* [Quoted text]:
....
Small and Medium Entity Information, Communication and Technology solutions
Small and Medium Entity Information, Communication and Technology solutions services are data centre infrastructure components as well as an increasing number of content, software, hardware and support services delivered over the internet.

CPE-related revenue
This relates to routers and switches. Although the CPEs represent an identified asset, the customer does not have the right to direct how and for what purpose they are used throughout the period of use. Therefore, such contracts do not contain a lease in terms of IFRS 16.

Global solutions
Interconnect-based services connecting South Africa and the rest of the global market.

BCX
BCX provides fixed telecommunication voice and data services to customers including:

Business mobility
Managed wireless broadband and dedicated access over microwave, 4G/5G and satellite, and secure machine‑to‑machine connectivity.

Managed application-centric data networking
Multiprotocol Label Switching, software-defined wide area network (software-defined WAN) and secure access service edge-based data networking for private and public enterprise branch aggregation with service-level agreements (SLAs) and hyperscaler onramps.

Managed local area networking
Fixed or wireless local area networking for enterprises certified by multiple technology manufacturers; includes centralised or dedicated controllers and switches.

Global telecommunication services
Global telecommunication services relate to Global Connectivity mainly through virtual private network (VPN) services that usually cater for connectivity of local enterprise customers that have branches outside of South Africa.

Unified collaboration
Fixed-voice solutions evolving to unified collaboration as a service, including on-premises or hosted PABXs, cloud telephone and managed hosted contact centres.

Broadband or dedicated access
Fibre or wireless access for point-to-point or point-to-cloud connectivity from enterprise branches, typically to the internet for software-defined WAN and cloud-hosted applications.

Internet and value-added services
Dedicated or broadband express internet for private or public sector branches or from data centres, including features addressing security and peering.

Converged communication services
BCX provides converged communication voice and data services to customers.

CPE- related services
CPE is installed to provide converged communication services and an asset of BCX.
The Group recognises revenue over time as these telecommunication services are provided. Mobile and fixed-line telecommunication services may be sold in bundled or separate packages. The revenue for the telecommunication services is recognised over time as the services are provided. Services purchased by a customer beyond the contract are treated as a separate contract and recognition of revenue from such services is based on the actual voice or data usage, or is made upon the expiration of the Group's obligation to provide the services.
....
* [Records]:
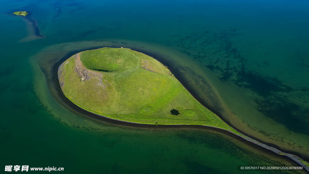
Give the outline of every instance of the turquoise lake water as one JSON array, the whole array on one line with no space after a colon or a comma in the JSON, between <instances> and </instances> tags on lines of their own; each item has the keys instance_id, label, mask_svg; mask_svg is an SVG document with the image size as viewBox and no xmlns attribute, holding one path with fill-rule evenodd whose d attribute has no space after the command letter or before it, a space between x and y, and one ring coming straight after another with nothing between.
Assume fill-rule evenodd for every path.
<instances>
[{"instance_id":1,"label":"turquoise lake water","mask_svg":"<svg viewBox=\"0 0 309 174\"><path fill-rule=\"evenodd\" d=\"M48 70L68 53L99 46L152 54L233 127L309 159L307 1L0 3L0 170L231 173L239 165L295 166L211 130L115 125L62 107L49 88ZM21 10L45 37L36 37L24 18L7 14Z\"/></svg>"}]
</instances>

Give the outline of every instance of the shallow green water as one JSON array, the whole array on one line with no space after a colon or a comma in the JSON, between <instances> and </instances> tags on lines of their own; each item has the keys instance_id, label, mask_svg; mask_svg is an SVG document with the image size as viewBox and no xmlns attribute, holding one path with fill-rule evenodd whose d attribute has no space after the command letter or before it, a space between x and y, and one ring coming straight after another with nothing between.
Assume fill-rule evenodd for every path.
<instances>
[{"instance_id":1,"label":"shallow green water","mask_svg":"<svg viewBox=\"0 0 309 174\"><path fill-rule=\"evenodd\" d=\"M45 99L38 95L34 83L45 82L35 80L37 72L30 58L54 44L96 39L120 39L119 46L164 52L165 58L176 61L182 83L232 125L309 156L305 2L1 2L2 168L29 165L72 172L233 173L239 165L289 164L218 133L98 124L66 111L50 94ZM31 13L46 38L19 42L28 34L27 23L4 14L15 8ZM48 92L47 86L41 94Z\"/></svg>"}]
</instances>

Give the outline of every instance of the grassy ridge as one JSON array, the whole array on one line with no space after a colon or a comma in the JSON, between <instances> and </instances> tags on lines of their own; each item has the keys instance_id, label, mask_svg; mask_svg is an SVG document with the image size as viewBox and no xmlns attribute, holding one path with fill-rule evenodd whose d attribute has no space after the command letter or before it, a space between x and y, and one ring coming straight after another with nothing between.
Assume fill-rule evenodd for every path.
<instances>
[{"instance_id":1,"label":"grassy ridge","mask_svg":"<svg viewBox=\"0 0 309 174\"><path fill-rule=\"evenodd\" d=\"M58 73L65 95L80 107L124 121L206 125L238 133L198 102L166 67L149 56L125 48L104 48L79 54L84 67L79 65L78 54L64 62ZM172 115L173 109L180 114Z\"/></svg>"},{"instance_id":2,"label":"grassy ridge","mask_svg":"<svg viewBox=\"0 0 309 174\"><path fill-rule=\"evenodd\" d=\"M13 13L13 14L16 15L24 16L25 16L27 15L28 15L28 12L27 12L26 11L16 11Z\"/></svg>"},{"instance_id":3,"label":"grassy ridge","mask_svg":"<svg viewBox=\"0 0 309 174\"><path fill-rule=\"evenodd\" d=\"M125 49L114 51L117 49L104 48L84 51L81 54L80 60L89 69L107 72L121 71L137 65L139 59L135 54Z\"/></svg>"}]
</instances>

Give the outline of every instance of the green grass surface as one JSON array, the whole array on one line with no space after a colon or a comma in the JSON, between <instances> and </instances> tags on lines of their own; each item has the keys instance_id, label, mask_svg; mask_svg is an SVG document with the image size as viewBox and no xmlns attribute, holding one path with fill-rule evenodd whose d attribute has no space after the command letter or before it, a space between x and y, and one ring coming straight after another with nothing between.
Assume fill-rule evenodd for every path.
<instances>
[{"instance_id":1,"label":"green grass surface","mask_svg":"<svg viewBox=\"0 0 309 174\"><path fill-rule=\"evenodd\" d=\"M66 96L94 113L135 123L206 125L239 133L198 102L166 67L141 53L126 48L87 50L66 61L58 73ZM171 114L173 108L180 114Z\"/></svg>"},{"instance_id":2,"label":"green grass surface","mask_svg":"<svg viewBox=\"0 0 309 174\"><path fill-rule=\"evenodd\" d=\"M112 72L122 71L136 66L138 58L129 50L104 48L81 54L80 60L85 66L92 70ZM101 56L104 55L104 56Z\"/></svg>"},{"instance_id":3,"label":"green grass surface","mask_svg":"<svg viewBox=\"0 0 309 174\"><path fill-rule=\"evenodd\" d=\"M25 16L27 15L28 14L28 12L27 12L26 11L16 11L13 13L13 14L14 15L16 15L24 16Z\"/></svg>"}]
</instances>

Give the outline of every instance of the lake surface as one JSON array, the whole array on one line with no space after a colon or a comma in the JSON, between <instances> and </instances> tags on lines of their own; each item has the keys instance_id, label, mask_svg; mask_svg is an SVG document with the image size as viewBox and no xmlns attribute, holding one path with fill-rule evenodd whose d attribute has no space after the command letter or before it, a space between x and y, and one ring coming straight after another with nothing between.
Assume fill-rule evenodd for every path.
<instances>
[{"instance_id":1,"label":"lake surface","mask_svg":"<svg viewBox=\"0 0 309 174\"><path fill-rule=\"evenodd\" d=\"M230 173L296 166L211 130L133 128L70 110L53 89L53 66L104 46L149 53L236 129L309 159L309 3L269 1L0 1L1 167ZM45 37L6 14L21 10Z\"/></svg>"}]
</instances>

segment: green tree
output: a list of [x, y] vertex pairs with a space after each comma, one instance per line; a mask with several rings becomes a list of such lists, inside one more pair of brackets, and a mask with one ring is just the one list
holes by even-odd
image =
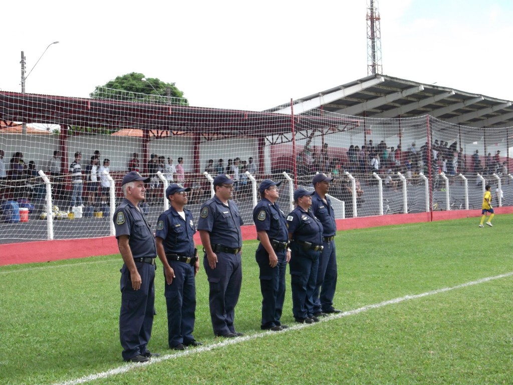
....
* [Tasks to complete]:
- a) Can you reproduce, word for word, the part of the BCX services text that opens with the words containing "CPE-related revenue" and closes with "the global market."?
- b) Could you carry the BCX services text on from its last sentence?
The listing has nothing to do with the BCX services text.

* [Responses per task]:
- a)
CPE-related revenue
This relates to routers and switches. Although the CPEs represent an identified asset, the customer does not have the right to direct how and for what purpose they are used throughout the period of use. Therefore, such contracts do not contain a lease in terms of IFRS 16.

Global solutions
Interconnect-based services connecting South Africa and the rest of the global market.

- b)
For pre-paid services, the customer pays the full price at the point of sale.

For post-paid contracts, customers usually pay monthly in equal instalments over the contract term together with the additional billing for out-of-bundle usage.

Where the payment of an installation fee attributable to a fixed telecommunication service on a month-to-month contract provides the customer with a material substantive right, the installation is a separate performance obligation and is recognised over an estimated customer relationship period. The customer usually pays the fee upfront when the installation has been completed. Refer to note 3.2.3 for the customer relationship periods per customer type.

Interconnection revenue is derived from calls and other traffic that originate in other operators' networks but use the Telkom network. The Group receives interconnection fees based on agreements entered into with other telecommunication operators. These revenues are recognised in the period in which these services are rendered.
Information technology revenue BCX
Stand-alone hardware
Revenue is recognised at a point in time once control of the goods is transferred to the customer, being when the customer accepts delivery of the goods. The Group acts as principal in these arrangements and revenue is recognised on a gross basis.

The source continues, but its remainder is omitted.